───── SUPPLIED RECORDS
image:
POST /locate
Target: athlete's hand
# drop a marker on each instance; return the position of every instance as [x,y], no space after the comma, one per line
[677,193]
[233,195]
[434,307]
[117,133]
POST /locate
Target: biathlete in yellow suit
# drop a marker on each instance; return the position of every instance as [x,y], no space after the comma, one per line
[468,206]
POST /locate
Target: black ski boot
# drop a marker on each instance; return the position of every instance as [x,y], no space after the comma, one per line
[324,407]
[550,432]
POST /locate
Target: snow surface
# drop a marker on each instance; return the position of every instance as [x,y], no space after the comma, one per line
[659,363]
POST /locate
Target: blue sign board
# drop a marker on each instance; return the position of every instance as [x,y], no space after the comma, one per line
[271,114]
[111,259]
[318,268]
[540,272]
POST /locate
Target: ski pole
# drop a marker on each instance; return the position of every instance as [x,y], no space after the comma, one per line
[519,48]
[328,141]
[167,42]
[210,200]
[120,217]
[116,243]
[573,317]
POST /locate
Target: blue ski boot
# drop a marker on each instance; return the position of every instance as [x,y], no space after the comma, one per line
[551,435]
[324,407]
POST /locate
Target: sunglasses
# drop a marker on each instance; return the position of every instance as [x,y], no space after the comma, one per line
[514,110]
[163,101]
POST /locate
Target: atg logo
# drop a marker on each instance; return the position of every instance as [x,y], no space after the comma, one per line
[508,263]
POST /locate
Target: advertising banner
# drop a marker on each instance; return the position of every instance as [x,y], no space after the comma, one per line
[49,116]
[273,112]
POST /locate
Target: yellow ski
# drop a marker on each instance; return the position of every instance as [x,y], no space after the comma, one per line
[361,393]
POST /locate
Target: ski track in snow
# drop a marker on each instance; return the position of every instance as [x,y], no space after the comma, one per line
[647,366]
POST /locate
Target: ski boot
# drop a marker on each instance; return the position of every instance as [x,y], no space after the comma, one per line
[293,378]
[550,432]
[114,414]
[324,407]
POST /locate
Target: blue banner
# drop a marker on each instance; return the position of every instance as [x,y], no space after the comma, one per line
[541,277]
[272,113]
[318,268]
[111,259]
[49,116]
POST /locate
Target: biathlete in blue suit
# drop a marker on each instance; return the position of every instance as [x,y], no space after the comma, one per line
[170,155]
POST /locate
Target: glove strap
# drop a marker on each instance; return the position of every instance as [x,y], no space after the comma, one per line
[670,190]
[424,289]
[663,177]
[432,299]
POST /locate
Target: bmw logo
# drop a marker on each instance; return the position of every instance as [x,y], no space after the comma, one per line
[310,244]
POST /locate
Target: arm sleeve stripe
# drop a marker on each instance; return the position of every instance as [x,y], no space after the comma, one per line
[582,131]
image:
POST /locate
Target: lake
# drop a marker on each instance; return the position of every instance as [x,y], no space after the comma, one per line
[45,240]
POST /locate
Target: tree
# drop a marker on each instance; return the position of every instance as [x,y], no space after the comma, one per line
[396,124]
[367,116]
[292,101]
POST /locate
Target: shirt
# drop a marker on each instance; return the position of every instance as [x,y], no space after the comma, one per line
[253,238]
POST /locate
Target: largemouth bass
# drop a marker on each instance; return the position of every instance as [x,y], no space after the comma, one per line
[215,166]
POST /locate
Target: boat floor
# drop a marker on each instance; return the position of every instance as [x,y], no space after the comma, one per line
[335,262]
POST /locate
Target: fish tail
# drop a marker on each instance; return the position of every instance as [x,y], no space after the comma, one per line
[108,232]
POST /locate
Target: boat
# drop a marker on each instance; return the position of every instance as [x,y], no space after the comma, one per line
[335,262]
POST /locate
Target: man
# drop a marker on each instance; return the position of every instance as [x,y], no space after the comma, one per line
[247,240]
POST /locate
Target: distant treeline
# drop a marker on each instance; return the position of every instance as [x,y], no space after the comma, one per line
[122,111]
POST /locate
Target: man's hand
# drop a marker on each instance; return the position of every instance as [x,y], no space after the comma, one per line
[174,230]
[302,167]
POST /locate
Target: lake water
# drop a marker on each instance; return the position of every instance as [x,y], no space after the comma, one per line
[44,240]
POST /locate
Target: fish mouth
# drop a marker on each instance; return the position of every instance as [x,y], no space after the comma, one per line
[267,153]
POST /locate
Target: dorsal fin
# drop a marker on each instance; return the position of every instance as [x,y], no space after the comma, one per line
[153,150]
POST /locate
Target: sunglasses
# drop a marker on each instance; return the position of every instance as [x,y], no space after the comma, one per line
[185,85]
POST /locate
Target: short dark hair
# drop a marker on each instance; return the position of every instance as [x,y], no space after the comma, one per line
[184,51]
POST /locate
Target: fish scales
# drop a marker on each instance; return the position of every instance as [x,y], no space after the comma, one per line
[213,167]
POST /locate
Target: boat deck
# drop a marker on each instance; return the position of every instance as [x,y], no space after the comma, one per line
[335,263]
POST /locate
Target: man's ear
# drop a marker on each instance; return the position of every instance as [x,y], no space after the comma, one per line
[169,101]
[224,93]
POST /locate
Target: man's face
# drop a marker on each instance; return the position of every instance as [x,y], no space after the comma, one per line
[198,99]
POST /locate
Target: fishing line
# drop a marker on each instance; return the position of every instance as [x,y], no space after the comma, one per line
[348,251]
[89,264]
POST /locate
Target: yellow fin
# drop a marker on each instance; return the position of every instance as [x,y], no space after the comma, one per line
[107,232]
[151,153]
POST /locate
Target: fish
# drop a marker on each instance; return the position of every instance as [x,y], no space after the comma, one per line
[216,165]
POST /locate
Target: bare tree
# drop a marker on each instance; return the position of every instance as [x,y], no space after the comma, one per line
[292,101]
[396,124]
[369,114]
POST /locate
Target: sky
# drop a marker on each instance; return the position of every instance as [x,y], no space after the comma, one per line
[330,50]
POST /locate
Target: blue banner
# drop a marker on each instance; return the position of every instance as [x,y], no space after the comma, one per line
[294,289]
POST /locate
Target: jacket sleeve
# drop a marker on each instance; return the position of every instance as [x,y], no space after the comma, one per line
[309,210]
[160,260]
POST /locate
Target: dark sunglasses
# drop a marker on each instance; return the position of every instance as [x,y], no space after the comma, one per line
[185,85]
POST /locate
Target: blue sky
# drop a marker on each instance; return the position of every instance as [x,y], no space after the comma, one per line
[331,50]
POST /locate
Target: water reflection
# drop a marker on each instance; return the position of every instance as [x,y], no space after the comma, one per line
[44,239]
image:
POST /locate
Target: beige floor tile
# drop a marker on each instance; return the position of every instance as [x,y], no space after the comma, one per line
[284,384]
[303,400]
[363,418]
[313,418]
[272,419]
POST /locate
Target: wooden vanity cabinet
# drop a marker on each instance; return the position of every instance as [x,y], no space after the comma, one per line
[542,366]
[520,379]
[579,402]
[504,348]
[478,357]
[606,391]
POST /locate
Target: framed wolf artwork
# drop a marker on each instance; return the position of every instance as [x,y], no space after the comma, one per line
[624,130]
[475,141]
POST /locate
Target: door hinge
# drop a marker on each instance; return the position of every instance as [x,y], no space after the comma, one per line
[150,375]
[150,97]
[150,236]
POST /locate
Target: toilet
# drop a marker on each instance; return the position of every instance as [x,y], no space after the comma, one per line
──────────
YOUR INSTRUCTIONS:
Once you find the line with "Target: advertising banner" in the entries above, output it and each line after it up to and including the line with "Target: bmw logo", and nothing else.

ANSWER AREA:
Target: advertising banner
# drop a marker on each instance; return the position of every instance as [x,y], no space after the comma, one per line
[49,116]
[273,112]
POST /locate
Target: yellow ski
# drop a marker on each instance; return the position of every instance as [x,y], no space after the comma, one per line
[361,393]
POST /locate
Target: ski track in snow
# drop a marker on each instance; return the position of every instance as [x,y], no space after the comma, one per line
[647,366]
POST /locate
Target: ski boot
# drop a marker on each instance; return the position of every instance as [x,y], no space after the comma, one per line
[293,378]
[550,432]
[114,414]
[324,407]
POST /locate
Target: blue banner
# drop a marker on each instance; return the position of every instance as [x,y], no space after the comma, one per line
[541,277]
[272,113]
[318,268]
[111,259]
[49,116]
POST /locate
Target: biathlete in blue suit
# drop a marker on each instance; return the position of every instance as [x,y], no space after the comma, one per line
[170,155]
POST /locate
Target: glove strap
# drop a marker on each instance; return the position of every instance as [x,y], no space after the comma, one per line
[670,190]
[424,289]
[663,177]
[432,299]
POST /locate
Target: bmw logo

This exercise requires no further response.